Region pointing data
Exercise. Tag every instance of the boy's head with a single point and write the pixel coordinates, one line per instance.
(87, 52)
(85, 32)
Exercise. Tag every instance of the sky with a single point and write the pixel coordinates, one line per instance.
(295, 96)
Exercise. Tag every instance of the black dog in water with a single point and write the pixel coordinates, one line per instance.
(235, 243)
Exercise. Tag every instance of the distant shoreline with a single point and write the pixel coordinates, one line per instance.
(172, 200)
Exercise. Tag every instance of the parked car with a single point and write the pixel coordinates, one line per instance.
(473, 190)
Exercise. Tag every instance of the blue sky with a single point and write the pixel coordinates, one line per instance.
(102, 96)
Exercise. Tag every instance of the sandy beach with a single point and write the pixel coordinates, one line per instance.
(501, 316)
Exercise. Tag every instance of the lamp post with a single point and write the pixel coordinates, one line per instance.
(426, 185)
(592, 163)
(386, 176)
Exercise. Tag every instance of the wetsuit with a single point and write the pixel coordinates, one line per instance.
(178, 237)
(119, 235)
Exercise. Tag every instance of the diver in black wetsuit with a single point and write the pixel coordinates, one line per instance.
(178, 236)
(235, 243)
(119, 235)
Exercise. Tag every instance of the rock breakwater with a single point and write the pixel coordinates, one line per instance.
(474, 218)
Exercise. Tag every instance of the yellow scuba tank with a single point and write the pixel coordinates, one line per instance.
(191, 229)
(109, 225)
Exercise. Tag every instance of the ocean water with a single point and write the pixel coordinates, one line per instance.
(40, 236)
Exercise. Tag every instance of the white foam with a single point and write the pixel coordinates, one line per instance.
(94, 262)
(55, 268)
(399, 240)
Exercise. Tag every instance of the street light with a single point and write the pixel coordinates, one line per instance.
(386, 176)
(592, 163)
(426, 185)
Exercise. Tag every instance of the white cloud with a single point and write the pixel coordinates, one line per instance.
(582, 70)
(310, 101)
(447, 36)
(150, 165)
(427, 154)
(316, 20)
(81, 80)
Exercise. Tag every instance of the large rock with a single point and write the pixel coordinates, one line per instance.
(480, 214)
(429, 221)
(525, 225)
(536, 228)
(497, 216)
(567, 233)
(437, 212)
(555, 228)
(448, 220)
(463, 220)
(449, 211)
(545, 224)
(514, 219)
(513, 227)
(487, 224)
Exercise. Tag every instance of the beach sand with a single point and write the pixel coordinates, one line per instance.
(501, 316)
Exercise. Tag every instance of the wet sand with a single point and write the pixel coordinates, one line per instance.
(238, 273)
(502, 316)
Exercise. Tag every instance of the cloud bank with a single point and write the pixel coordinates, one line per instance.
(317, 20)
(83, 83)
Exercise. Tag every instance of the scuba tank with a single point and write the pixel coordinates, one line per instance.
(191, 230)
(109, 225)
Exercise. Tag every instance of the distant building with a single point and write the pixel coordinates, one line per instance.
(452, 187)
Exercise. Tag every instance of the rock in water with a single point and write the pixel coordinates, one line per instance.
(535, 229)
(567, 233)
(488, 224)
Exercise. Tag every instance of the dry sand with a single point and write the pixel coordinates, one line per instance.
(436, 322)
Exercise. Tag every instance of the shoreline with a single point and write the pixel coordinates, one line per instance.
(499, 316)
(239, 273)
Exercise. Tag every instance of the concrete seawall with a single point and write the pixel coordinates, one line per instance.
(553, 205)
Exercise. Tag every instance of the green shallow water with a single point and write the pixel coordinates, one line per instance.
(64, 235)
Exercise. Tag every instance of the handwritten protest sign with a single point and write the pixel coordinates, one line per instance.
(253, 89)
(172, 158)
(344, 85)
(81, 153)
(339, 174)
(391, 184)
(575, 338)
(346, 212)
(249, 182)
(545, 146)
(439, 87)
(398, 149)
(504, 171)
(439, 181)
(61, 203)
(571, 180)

*Exercise instructions:* Please set down exactly the lines running from the one with "Exercise. Tag every instance of the handwritten" to the last line of the entries above, both of them included, and no others.

*Solution to this problem:*
Exercise. Tag every instance of the handwritten protest sign with a single point and write the pixel coordinates, one line per instance.
(253, 89)
(172, 158)
(344, 85)
(81, 153)
(339, 174)
(391, 184)
(575, 338)
(346, 212)
(249, 182)
(545, 146)
(439, 87)
(398, 149)
(504, 171)
(439, 181)
(61, 203)
(571, 180)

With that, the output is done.